**WHAT IS REQUIRED**
Please copy all of the data below line by line, multiplying every x and y coordinate in the answers by 1.2 and rounding each result to a whole number, with halves rounded up.
** START PROVIDED DATA **
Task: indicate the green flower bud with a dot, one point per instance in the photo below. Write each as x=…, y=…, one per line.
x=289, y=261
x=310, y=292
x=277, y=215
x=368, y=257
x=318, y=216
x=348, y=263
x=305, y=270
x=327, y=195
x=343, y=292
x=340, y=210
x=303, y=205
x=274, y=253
** END PROVIDED DATA **
**RESULT BELOW**
Task: indicate the green flower bud with a dot, one point per instance in the photo below. Write each as x=…, y=…, one per line.
x=347, y=313
x=372, y=350
x=332, y=258
x=442, y=308
x=382, y=259
x=418, y=316
x=366, y=324
x=392, y=234
x=412, y=350
x=408, y=252
x=364, y=246
x=329, y=304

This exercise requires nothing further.